◆ DATASET ◆
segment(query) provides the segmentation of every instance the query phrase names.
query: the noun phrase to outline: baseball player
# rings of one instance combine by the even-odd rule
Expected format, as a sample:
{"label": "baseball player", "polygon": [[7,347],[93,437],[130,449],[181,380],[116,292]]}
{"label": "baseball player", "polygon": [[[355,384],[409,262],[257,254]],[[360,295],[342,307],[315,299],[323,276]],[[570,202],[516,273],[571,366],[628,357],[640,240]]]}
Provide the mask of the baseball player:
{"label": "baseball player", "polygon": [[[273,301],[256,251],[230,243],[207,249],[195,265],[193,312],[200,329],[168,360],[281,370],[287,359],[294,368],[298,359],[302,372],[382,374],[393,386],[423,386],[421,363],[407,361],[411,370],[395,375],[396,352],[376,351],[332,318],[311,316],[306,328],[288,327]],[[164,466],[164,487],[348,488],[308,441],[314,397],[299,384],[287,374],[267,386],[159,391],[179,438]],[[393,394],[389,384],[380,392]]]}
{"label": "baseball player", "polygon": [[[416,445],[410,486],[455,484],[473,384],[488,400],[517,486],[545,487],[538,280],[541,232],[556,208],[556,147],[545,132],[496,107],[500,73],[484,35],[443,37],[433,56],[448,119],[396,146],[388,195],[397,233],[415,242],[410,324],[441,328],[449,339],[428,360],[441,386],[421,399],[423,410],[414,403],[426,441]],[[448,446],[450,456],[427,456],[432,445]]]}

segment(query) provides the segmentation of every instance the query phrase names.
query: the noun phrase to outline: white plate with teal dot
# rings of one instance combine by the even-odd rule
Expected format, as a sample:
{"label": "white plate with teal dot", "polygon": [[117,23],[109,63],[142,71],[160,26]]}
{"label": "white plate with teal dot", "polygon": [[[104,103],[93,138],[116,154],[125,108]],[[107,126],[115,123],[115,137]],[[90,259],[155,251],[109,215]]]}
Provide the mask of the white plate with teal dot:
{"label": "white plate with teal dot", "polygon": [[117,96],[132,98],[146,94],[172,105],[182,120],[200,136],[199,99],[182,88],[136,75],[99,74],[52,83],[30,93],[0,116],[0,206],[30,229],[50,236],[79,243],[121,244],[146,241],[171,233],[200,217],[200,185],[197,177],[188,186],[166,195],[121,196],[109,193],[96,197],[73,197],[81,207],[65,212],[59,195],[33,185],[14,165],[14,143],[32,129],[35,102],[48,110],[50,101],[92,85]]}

◆ AIM ◆
Return all of the lines above word for word.

◆ WRITTEN ANSWER ◆
segment(query) provides the segmentation of every instance the query phrase names.
query: the noun phrase to outline: baseball player
# rings of one instance combine by the even-odd rule
Expected format, as a sample:
{"label": "baseball player", "polygon": [[7,347],[93,437],[130,449],[181,380],[116,292]]}
{"label": "baseball player", "polygon": [[[355,384],[409,262],[257,254]],[[360,295],[342,307],[315,299],[323,276]],[[570,202],[516,273],[571,366],[628,357],[640,240]]]}
Provide the mask of the baseball player:
{"label": "baseball player", "polygon": [[[273,301],[256,251],[230,243],[207,249],[195,265],[193,312],[200,329],[168,360],[281,370],[287,359],[294,368],[298,359],[302,372],[382,374],[393,386],[423,386],[421,363],[407,361],[411,370],[395,375],[396,352],[376,351],[332,318],[311,316],[306,328],[288,327]],[[164,466],[164,487],[348,488],[308,441],[314,397],[299,384],[287,374],[267,386],[159,391],[179,438]],[[393,394],[389,384],[380,392]]]}
{"label": "baseball player", "polygon": [[[416,445],[410,486],[455,484],[473,384],[488,400],[517,486],[545,487],[538,280],[541,232],[556,208],[556,147],[545,132],[496,107],[500,73],[484,35],[443,37],[433,56],[448,119],[396,146],[388,195],[397,233],[415,242],[410,324],[441,328],[449,339],[428,360],[441,386],[421,399],[423,410],[414,403],[426,441]],[[448,446],[450,456],[427,456],[432,445]]]}

segment(query) provides the segmentation of every instance the query phrase names.
query: the noun phrase to outline: white plate with teal dot
# rings of one instance combine by the even-odd rule
Expected format, as a sample:
{"label": "white plate with teal dot", "polygon": [[117,23],[109,63],[142,71],[160,26]]}
{"label": "white plate with teal dot", "polygon": [[[104,103],[93,138],[116,154],[125,108]],[[107,126],[115,123],[115,137]],[[90,259],[155,251],[109,215]]]}
Provide the mask of the white plate with teal dot:
{"label": "white plate with teal dot", "polygon": [[117,96],[132,98],[146,94],[172,105],[182,120],[200,136],[199,99],[182,88],[136,75],[99,74],[52,83],[30,93],[0,116],[0,206],[30,229],[50,236],[79,243],[121,244],[146,241],[171,233],[200,217],[200,185],[197,177],[188,186],[166,195],[121,196],[109,193],[96,197],[73,197],[81,207],[65,212],[59,195],[33,185],[14,165],[14,143],[32,129],[35,102],[48,110],[50,101],[92,85]]}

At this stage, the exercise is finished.